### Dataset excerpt
● ● ●
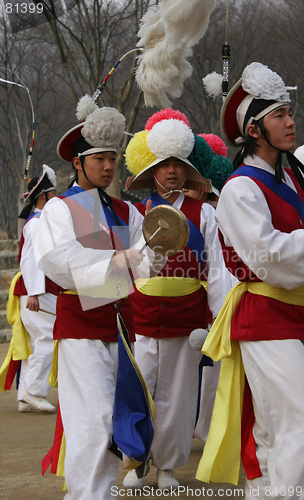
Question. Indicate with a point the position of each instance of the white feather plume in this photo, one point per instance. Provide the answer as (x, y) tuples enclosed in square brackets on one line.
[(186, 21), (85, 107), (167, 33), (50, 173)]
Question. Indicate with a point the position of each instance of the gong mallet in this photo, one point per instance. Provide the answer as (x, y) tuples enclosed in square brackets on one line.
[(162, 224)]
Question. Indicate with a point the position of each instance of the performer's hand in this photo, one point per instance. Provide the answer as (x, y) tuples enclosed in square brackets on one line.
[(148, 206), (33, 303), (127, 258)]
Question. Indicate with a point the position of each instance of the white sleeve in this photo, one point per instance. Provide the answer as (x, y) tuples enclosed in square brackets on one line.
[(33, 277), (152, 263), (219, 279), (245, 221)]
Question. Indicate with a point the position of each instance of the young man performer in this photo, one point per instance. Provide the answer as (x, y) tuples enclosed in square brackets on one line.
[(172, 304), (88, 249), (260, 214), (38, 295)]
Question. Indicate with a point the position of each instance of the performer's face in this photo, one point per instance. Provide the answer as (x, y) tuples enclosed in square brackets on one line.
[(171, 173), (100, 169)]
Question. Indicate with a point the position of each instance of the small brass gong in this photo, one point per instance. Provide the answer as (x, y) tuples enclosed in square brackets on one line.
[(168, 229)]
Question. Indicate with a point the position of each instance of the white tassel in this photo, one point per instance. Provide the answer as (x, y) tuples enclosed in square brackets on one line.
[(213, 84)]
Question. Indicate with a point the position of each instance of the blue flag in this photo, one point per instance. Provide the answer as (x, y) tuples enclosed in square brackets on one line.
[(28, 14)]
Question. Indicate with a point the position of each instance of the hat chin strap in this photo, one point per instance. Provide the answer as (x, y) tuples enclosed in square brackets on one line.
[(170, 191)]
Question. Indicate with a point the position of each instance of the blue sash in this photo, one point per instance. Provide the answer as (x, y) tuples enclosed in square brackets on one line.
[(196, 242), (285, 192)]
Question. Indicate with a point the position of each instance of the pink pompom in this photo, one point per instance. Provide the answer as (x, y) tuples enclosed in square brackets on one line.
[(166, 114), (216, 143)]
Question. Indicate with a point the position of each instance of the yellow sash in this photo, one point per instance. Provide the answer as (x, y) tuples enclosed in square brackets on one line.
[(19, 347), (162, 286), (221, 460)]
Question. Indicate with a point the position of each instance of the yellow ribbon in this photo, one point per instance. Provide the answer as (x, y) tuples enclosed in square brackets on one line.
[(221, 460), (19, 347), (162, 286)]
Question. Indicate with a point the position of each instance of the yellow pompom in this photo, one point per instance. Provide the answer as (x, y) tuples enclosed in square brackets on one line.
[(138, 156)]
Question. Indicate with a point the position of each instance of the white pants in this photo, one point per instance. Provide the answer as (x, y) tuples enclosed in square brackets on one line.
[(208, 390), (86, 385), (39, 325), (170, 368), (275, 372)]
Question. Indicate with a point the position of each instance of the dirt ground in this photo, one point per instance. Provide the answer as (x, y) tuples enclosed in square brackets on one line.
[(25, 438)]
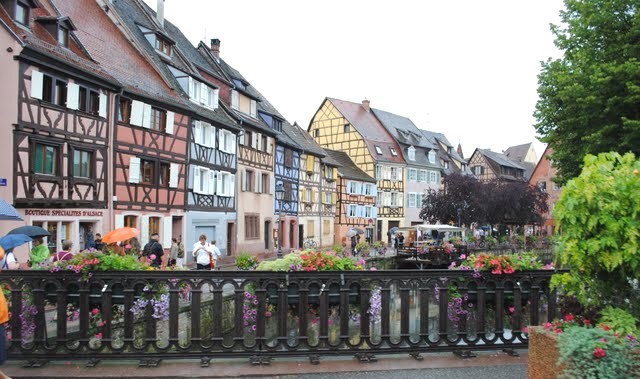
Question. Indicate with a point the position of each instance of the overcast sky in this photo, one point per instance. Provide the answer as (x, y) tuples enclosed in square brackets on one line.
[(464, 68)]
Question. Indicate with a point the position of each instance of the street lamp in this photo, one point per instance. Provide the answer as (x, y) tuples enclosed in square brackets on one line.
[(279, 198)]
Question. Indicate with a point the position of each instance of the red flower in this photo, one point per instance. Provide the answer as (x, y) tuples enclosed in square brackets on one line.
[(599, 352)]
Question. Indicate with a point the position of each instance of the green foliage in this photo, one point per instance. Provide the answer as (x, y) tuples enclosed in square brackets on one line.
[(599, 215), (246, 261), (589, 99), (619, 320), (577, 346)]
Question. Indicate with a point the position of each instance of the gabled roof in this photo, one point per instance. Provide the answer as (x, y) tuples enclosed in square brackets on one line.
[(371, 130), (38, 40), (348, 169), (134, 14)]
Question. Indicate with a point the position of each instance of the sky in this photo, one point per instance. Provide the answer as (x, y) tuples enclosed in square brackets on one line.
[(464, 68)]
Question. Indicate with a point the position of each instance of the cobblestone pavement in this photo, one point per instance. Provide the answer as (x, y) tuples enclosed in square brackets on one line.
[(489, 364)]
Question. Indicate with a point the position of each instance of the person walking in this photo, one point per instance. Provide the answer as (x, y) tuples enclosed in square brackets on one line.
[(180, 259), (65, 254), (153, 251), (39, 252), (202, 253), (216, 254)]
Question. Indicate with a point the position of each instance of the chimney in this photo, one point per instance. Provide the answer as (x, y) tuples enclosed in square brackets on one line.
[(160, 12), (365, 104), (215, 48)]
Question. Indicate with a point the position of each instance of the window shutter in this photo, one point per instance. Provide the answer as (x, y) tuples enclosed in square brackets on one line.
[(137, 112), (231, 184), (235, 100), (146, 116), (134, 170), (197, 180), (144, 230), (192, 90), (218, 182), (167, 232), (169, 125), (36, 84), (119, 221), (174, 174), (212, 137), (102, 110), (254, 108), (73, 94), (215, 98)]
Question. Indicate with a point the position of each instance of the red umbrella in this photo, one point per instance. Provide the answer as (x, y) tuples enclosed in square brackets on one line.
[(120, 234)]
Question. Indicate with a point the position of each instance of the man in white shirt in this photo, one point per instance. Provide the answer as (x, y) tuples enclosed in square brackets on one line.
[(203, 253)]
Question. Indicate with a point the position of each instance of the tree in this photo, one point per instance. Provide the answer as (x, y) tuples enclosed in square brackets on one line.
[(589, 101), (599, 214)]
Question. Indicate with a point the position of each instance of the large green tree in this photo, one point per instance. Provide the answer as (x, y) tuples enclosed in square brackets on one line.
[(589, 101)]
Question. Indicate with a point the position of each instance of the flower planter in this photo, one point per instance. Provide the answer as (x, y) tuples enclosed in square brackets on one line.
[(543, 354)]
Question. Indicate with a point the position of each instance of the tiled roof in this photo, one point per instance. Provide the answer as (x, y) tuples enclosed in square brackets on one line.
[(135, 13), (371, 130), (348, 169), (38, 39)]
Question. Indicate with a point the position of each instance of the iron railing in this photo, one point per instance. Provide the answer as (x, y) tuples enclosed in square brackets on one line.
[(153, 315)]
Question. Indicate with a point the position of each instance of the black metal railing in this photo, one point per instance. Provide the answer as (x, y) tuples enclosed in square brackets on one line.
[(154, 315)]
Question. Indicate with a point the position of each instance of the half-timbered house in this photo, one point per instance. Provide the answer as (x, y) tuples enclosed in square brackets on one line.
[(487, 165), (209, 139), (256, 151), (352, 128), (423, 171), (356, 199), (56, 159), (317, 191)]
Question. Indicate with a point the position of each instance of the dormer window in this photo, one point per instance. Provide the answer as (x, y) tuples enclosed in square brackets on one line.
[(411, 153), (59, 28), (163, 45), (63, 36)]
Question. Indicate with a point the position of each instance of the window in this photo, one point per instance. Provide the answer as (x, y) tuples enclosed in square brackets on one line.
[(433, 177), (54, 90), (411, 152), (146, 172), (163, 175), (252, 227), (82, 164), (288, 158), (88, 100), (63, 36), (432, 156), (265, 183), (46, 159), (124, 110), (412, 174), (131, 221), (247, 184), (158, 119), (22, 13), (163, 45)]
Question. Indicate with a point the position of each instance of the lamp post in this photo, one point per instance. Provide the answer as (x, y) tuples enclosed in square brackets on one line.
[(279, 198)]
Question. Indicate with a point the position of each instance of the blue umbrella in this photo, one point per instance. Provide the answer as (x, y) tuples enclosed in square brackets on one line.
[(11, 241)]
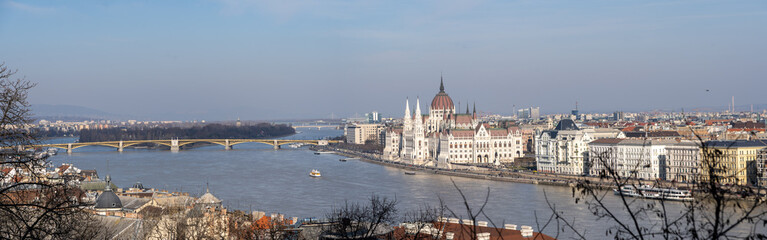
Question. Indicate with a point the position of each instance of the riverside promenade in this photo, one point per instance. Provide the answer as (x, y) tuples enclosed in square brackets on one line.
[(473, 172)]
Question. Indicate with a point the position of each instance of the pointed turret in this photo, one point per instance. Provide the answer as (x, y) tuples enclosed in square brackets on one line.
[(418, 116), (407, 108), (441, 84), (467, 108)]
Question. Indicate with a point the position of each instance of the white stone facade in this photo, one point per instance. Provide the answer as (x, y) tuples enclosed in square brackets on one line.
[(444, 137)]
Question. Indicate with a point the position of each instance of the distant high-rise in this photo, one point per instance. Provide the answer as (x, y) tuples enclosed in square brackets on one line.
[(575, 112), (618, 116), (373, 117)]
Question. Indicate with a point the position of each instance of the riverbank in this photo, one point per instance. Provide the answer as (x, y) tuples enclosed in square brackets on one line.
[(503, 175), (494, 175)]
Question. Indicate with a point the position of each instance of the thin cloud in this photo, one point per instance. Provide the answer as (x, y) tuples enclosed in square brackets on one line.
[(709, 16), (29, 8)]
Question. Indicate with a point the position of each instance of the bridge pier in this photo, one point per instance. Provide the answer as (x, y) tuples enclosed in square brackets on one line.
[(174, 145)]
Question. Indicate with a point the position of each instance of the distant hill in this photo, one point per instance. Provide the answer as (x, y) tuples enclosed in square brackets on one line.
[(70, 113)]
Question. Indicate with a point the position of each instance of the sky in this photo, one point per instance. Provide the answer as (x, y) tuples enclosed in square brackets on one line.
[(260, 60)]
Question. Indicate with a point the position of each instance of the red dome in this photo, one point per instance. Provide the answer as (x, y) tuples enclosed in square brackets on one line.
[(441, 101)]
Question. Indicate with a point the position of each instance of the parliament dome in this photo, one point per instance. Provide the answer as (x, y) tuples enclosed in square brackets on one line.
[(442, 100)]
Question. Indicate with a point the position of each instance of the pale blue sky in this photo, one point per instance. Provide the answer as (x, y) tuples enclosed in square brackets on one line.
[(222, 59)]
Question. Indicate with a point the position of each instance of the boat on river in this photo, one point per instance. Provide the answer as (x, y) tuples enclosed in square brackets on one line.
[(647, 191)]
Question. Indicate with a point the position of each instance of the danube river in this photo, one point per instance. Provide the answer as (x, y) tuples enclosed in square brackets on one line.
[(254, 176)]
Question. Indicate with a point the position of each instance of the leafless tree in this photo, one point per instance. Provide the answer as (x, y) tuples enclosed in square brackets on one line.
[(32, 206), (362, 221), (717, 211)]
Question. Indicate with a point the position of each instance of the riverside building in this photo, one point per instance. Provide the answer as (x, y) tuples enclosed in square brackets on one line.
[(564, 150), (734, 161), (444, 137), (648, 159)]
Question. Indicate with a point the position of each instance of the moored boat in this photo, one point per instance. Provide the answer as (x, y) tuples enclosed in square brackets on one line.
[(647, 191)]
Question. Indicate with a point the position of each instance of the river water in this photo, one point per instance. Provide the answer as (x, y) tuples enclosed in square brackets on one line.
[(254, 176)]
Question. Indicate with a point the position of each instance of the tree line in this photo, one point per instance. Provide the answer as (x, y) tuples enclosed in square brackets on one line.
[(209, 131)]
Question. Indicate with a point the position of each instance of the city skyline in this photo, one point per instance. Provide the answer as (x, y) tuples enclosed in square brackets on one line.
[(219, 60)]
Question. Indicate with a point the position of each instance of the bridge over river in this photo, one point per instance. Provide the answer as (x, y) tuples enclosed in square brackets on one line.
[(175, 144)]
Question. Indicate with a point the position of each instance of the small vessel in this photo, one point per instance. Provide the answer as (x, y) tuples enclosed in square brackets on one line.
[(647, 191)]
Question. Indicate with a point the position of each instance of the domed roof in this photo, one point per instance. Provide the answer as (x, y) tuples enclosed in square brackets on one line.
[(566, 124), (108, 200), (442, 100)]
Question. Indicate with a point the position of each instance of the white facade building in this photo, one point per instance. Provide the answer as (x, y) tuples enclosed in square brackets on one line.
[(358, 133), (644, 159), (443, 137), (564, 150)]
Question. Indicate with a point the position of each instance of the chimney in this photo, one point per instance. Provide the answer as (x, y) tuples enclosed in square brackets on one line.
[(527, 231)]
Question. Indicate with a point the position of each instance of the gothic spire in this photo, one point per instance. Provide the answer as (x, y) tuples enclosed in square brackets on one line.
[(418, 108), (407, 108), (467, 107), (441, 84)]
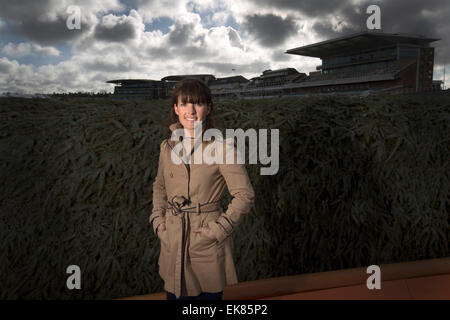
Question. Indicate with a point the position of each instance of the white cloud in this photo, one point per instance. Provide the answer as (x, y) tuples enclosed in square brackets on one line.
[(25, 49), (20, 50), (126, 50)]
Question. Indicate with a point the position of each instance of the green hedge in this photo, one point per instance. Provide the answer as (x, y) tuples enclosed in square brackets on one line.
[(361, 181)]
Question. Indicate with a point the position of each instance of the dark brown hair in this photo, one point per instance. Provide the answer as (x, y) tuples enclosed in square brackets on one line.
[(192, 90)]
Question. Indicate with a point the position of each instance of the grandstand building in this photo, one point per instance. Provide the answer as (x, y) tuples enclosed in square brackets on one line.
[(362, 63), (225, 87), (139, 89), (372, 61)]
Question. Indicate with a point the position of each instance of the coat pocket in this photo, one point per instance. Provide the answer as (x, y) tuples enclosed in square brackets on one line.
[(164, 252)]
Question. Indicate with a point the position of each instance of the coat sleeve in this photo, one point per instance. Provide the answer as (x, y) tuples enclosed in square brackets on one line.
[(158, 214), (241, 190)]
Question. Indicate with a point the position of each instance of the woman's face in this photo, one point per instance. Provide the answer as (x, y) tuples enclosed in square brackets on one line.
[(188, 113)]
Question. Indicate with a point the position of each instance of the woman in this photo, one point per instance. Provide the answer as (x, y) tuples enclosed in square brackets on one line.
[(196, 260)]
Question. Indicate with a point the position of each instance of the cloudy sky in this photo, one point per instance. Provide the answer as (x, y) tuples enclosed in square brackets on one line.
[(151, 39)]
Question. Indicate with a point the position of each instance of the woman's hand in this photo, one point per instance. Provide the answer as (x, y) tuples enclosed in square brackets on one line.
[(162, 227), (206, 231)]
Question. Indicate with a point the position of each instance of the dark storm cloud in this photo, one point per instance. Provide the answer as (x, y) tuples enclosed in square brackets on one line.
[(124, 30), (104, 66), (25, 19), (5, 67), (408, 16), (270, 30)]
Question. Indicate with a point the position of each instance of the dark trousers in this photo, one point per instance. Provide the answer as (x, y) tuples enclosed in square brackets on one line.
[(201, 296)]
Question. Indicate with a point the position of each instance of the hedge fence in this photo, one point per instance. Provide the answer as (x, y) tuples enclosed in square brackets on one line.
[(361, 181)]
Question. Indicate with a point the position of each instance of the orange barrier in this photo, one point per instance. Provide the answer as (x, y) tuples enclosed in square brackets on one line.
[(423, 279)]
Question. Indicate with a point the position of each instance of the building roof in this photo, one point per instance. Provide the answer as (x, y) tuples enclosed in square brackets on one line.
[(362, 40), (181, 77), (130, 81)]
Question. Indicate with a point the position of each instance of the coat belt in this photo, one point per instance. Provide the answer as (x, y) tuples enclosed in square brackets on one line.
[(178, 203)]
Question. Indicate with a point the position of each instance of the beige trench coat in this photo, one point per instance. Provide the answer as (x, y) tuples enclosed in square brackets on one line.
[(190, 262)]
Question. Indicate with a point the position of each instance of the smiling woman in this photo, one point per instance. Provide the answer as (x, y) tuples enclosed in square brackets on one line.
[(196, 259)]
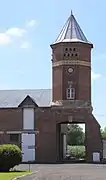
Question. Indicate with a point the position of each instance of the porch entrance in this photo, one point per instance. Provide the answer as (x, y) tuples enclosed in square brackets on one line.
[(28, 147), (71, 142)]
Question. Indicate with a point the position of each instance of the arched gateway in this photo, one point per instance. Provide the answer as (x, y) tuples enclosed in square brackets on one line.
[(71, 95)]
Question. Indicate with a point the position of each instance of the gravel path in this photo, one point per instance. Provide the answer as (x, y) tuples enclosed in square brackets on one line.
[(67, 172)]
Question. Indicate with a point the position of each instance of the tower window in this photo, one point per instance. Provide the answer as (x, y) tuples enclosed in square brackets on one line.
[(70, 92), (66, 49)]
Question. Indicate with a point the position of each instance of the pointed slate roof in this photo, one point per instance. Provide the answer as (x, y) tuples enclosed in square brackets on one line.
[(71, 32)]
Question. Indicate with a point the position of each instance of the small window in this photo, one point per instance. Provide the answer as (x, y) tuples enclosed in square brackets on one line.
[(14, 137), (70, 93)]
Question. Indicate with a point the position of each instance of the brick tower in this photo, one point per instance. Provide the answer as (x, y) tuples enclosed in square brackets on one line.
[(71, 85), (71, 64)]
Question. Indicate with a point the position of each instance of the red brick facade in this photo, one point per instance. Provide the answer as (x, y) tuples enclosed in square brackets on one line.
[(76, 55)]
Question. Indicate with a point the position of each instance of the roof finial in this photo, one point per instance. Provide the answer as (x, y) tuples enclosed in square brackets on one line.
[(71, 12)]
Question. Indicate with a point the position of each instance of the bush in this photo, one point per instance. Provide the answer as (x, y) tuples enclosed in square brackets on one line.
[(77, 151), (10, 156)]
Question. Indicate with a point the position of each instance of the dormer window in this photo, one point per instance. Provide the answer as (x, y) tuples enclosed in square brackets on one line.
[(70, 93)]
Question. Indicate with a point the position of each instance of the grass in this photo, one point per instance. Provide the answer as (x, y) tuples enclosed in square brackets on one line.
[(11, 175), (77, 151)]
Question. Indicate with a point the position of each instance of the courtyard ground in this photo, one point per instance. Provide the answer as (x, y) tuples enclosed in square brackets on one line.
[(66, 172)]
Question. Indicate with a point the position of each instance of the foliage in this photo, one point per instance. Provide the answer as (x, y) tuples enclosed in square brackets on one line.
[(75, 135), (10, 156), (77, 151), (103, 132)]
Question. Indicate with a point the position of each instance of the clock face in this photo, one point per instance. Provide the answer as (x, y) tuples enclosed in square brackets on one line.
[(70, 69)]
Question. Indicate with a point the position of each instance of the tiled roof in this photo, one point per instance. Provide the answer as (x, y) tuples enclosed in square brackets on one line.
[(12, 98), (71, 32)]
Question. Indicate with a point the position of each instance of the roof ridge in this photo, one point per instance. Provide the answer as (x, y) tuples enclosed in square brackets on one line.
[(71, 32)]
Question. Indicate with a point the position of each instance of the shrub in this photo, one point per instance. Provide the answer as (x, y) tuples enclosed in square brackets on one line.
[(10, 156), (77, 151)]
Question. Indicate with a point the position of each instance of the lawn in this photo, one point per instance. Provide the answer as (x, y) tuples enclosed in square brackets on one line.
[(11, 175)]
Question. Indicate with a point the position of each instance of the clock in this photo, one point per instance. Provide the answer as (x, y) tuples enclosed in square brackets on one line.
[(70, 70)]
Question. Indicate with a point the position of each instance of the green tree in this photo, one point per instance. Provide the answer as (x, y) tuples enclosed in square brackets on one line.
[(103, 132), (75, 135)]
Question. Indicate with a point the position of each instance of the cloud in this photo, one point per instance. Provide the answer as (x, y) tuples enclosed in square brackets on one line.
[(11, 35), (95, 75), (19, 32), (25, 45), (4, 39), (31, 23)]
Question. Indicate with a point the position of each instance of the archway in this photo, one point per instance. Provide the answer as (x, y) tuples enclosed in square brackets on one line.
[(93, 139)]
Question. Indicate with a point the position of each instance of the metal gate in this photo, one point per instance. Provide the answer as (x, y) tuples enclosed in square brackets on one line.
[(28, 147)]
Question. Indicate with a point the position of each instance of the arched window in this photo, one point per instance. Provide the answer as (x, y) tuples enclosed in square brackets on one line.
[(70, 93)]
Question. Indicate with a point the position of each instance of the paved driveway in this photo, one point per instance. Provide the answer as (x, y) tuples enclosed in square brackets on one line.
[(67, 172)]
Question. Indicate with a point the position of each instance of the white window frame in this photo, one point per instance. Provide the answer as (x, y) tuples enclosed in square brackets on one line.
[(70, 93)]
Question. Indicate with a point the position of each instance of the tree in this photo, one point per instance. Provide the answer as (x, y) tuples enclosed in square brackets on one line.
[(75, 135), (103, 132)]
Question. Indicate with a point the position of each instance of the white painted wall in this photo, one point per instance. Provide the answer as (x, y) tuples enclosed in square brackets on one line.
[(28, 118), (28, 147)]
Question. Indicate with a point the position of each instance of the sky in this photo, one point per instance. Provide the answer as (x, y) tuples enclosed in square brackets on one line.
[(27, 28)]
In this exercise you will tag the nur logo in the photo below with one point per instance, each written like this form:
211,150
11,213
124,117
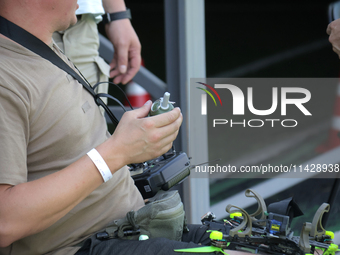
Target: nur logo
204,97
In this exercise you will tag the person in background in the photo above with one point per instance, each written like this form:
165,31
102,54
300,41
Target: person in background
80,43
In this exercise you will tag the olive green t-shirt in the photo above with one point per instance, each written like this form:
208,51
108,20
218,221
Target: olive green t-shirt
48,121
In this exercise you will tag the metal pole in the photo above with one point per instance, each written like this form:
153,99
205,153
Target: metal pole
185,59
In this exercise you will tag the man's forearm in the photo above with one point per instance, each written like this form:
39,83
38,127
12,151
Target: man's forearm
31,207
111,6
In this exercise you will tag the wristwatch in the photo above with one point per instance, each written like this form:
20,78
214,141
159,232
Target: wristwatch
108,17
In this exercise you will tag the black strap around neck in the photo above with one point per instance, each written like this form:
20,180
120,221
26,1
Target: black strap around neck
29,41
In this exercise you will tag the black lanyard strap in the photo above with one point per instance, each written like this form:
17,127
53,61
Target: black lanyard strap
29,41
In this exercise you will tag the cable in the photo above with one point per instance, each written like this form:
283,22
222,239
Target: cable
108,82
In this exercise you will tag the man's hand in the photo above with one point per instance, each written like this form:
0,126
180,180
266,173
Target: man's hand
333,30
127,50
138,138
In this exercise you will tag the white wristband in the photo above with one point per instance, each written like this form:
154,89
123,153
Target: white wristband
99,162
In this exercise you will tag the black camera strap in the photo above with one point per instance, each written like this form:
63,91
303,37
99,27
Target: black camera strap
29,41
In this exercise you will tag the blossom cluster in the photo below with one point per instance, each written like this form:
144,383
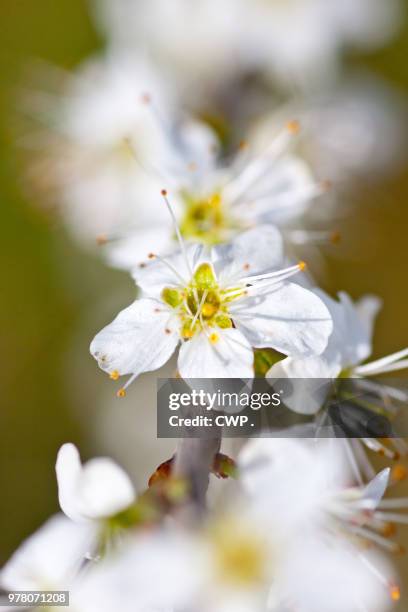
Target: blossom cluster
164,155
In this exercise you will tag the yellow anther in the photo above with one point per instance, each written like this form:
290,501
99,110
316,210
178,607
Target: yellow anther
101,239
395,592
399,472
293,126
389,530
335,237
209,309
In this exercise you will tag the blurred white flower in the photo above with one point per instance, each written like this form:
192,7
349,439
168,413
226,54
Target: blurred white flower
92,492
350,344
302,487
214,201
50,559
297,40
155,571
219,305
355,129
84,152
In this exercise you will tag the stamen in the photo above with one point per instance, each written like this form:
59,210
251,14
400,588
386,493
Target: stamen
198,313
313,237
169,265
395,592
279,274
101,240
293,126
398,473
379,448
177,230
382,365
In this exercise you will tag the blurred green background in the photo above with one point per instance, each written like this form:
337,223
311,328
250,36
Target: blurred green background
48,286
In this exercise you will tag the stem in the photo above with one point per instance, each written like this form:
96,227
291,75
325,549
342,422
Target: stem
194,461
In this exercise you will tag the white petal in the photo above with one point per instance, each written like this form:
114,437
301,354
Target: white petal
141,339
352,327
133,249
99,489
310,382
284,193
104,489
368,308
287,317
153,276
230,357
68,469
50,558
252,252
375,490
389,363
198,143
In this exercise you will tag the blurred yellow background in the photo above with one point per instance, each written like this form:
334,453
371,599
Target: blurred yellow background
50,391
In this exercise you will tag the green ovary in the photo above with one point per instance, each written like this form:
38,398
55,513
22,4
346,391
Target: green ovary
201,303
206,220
● ● ●
### GIVEN TASK
Beginning with the line that contains "In this exercise you will tag the blurred white", repeat every line through the end of the records and nothing more.

### SOLUTION FOR THIS PROBLEM
In this exercise you will tag the blurred white flower in the photo above with one point per instance, each written like this form:
192,7
349,439
168,413
226,54
Target: blurred white flower
92,492
350,344
302,487
214,201
50,559
297,40
155,571
219,305
355,129
84,152
In this exercise you will tag the stamen in the photo above with one point per instance, each written like this form:
59,210
251,14
400,588
386,493
Target: stamen
198,313
313,237
169,265
395,592
279,274
101,240
293,126
398,473
379,448
177,230
382,365
In this exercise you will tag the blurred green background in the photo above with one point per instance, each written like this form:
337,223
311,328
250,36
Target: blurred green background
48,286
In this exercise you will tag the stem in the photo above with one point per instance, each written like this form:
96,227
291,75
325,549
342,422
Target: stem
194,461
In this exercise you will tag the white petal in the photo above with one point per instance, each written like this form:
114,437
301,354
Target: white petal
141,339
352,327
133,249
99,489
310,382
284,193
104,489
368,308
287,317
153,276
230,357
68,469
50,558
252,252
375,490
389,363
198,143
In this exercise you will tag the blurred yellow background in the photo above with one point per instance, each written like this form:
334,453
371,599
Target: blurred yellow background
50,391
In this exercise you will tag the green ovary in the photo above with one point per instance, each written like this form:
38,398
55,513
22,4
346,391
Target: green ovary
201,303
206,220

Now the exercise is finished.